## Start Extract

2016-11-21 Thread Adrian Raddatz
So, are we unable to enforce these things currently? If someone comments on
a Phabricator task that user X is a big meanyface, are we unable to act
currently because there's no code of conduct so how could they have known
otherwise?

It should be pretty darn easy to make a policy on user interactions within
technical spaces. There is certainly a practice which is already followed,
so just codify it and call it a guideline or a generally accepted document.
I would certainly support a page that people can read to find our
expectations for interactions, and what happens if you're naughty. Instead,
it has been months (years?) of debate over wording and enforcement, when
there has been no demonstrated deficiency in how we currently deal with it.
Except of course the technical limitations, which they could have been
spending this time/money on fixing.

## End Extract

Explain why the writer of the message on a code of conduct for technical spaces thinks a policy on user interactions should be easy to make.

## Start Items

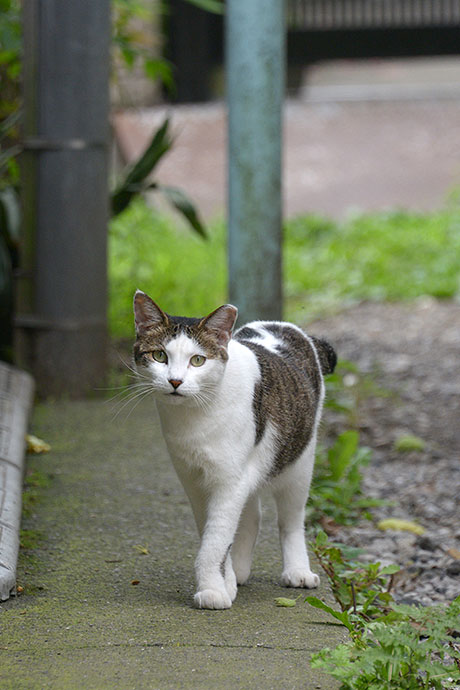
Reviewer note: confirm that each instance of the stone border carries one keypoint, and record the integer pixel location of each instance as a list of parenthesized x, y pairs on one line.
[(16, 396)]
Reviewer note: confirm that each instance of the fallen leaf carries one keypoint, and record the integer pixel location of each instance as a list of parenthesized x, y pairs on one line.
[(282, 601), (401, 526), (329, 525), (36, 445), (408, 443)]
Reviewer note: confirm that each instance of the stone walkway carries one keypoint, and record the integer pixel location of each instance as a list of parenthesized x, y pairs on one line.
[(97, 612)]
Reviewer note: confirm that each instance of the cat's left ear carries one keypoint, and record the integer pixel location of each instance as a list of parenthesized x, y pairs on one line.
[(147, 313), (222, 321)]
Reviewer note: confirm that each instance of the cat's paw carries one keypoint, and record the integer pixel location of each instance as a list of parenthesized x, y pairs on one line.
[(299, 577), (230, 583), (242, 573), (212, 599)]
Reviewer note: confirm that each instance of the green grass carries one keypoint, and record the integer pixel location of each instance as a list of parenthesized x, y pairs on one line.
[(185, 274), (382, 256)]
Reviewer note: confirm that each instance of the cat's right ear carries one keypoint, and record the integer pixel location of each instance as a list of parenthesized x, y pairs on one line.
[(147, 313), (221, 321)]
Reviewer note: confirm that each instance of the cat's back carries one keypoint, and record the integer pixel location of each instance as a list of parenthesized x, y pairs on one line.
[(282, 346), (290, 390)]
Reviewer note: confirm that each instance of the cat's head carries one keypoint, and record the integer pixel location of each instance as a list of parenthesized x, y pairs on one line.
[(182, 358)]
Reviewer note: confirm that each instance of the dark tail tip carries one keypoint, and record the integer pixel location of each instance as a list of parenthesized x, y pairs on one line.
[(327, 355)]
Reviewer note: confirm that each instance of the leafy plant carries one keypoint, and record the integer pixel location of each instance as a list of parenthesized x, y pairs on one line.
[(413, 649), (392, 647), (359, 588), (135, 181)]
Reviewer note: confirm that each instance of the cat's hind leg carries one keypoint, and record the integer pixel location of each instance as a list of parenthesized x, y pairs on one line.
[(291, 492), (245, 539)]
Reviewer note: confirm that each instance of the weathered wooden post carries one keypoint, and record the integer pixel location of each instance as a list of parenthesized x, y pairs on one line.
[(63, 294), (255, 48)]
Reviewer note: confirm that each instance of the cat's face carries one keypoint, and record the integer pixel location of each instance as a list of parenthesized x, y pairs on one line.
[(183, 359)]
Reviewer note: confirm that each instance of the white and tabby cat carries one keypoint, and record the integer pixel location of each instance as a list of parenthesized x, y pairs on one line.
[(237, 413)]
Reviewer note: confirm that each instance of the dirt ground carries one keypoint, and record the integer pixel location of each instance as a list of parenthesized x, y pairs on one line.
[(412, 352)]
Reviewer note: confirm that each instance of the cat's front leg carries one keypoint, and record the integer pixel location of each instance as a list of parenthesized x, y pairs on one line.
[(216, 580), (291, 495)]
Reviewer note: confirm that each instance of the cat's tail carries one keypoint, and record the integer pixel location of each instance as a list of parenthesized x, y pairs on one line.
[(326, 354)]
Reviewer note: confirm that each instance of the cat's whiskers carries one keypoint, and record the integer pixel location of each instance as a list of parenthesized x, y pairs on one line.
[(137, 374), (142, 390), (140, 398), (123, 391)]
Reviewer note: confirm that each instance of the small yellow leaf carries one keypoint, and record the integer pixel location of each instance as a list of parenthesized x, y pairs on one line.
[(36, 445), (401, 525)]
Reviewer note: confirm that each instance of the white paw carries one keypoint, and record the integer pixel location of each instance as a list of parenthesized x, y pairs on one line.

## End Items

• Full solution:
The writer says a practice for handling user interactions is already being followed, so it only has to be codified and called a guideline or a generally accepted document.